• _Tasks for this exercise_
[1] In the article on LGBT retirement communities and safety, how long has Ian Jones been with Rainbow Vista?
[2] Swap "abuser" for "harasser" in the article on LGBT retirement communities and safety, and write out the passage from "When people in" up to and including "need more options." with that change.
[3] Carry on the article on LGBT retirement communities and safety, starting after its last sentence.

LGBT: Retirement Communities and Safety
by Michael Hulshof-Schmidt, July 1, 2011

When people in the LGBT community start to think about possibly moving into a retirement community, they often proceed with fear for safety.  Most of us are aware of LGBT seniors being discriminated against. Often times, elderly residents in nursing homes may not get bathed or clothed because the staff does not want to ‘touch a lesbian’. Others have been threatened with “outing” if they report their abuser. LGBT people need more options.

There are fewer than a dozen retirement communities exclusively for LGBT people; one of them happens to be just outside of Portland, Oregon, Rainbow Vista.  I was able to speak with Ian Jones, the General Manager of Rainbow Vista before interviewing one of its residents.  Ian is a gay man and admits that it helps to make the residents feel safe to know the General Manager is gay.  Ian has been with Rainbow Vista for almost three years.  Rainbow Vista is, “here to provide a comfortable home for gay seniors at a comfortable price.  We want it to be affordable and safe.”  Ian says optimistically, “When my partner and I retire hopefully there will not be a need to have a gay retirement community.  It is not a safe place right now, and given the history our residents feel safer here.”  There are some openings available currently, so if you are interested you should contact Rainbow Vista soon.

• _Data shown_
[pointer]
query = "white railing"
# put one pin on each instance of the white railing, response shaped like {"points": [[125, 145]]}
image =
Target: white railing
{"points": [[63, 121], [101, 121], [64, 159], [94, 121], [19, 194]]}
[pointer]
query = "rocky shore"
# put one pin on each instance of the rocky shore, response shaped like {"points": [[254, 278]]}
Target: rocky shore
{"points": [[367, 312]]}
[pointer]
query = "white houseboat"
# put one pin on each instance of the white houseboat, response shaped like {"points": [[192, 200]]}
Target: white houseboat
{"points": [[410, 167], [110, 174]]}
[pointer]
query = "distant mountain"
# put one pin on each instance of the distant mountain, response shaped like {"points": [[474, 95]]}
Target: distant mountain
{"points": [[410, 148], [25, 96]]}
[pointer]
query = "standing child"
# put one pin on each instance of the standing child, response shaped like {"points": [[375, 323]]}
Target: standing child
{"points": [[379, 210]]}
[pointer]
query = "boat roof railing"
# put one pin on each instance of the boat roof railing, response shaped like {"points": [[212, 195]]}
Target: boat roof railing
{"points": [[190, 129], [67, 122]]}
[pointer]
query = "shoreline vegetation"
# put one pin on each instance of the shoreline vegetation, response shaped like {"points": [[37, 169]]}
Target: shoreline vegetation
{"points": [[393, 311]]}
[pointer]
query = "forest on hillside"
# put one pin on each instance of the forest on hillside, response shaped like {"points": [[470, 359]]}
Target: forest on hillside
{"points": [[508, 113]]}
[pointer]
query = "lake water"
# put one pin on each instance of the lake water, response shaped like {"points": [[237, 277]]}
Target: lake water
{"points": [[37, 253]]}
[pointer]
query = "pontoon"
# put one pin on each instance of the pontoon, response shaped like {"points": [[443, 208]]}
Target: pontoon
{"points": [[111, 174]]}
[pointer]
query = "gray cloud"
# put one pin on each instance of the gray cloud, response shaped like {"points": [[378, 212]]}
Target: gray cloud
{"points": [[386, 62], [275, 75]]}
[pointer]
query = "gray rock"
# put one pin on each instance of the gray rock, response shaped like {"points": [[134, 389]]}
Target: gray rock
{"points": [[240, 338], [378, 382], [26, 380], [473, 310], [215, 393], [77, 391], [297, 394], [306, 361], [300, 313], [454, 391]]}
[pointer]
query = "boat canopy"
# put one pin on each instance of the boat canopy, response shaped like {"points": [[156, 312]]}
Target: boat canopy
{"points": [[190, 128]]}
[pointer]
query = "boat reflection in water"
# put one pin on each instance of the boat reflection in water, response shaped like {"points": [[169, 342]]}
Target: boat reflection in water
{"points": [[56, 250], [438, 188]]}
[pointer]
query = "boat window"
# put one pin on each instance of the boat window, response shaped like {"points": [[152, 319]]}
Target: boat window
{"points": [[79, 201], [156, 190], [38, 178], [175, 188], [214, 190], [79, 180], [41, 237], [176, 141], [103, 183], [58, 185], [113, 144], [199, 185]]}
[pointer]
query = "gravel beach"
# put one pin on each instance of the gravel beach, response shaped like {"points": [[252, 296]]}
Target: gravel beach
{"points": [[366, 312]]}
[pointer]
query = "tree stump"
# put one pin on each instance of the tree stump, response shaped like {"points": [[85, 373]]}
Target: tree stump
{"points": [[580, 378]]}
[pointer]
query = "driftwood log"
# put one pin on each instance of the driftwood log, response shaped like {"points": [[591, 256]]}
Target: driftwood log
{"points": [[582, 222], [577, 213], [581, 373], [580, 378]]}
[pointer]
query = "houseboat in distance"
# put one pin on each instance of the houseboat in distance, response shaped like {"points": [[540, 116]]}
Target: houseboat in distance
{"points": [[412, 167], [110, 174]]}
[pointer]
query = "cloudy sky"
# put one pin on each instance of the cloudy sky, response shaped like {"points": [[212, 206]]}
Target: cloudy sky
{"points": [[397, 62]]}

• _Expected outputs_
[1] Almost three years.

[2]
When people in the LGBT community start to think about possibly moving into a retirement community, they often proceed with fear for safety.  Most of us are aware of LGBT seniors being discriminated against. Often times, elderly residents in nursing homes may not get bathed or clothed because the staff does not want to ‘touch a lesbian’. Others have been threatened with “outing” if they report their harasser. LGBT people need more options.

[3]
I also had the great pleasure of talking with William Stein, the Peruvian scholar and social do-gooder. Stein has published several books and has one coming out in August, Power and Oppression in the Andes.  Stein does not identify as a Marxist, but certainly acknowledges that Marx influenced both how he lives his life and his writing.  He grew up as a secular Jew in Buffalo, New York with a single mom.  He will be 90 in October.  While it is clear that he is a scholar and a great intellect, he is very gracious and has a delightful sense of humor that puts people at ease.

Growing up:

I grew up during the depression with single mom in Buffalo in a flat with my grandmother.  I was taught that homosexuals were degenerates.  So the last thing I wanted to be was a degenerate.  We did not use the word homosexual but images of oral and anal sex between men were degenerate.  My mom was ignorant and unhappy and sexually frustrated herself.  When I was 16, I had a lovely homosexual encounter with two guys one night, but when I sobered up it scared the shit out of me.  Such that I took an overdose of sleeping pills.  I didn’t take enough and I survived.  I had a bad case of homophobia.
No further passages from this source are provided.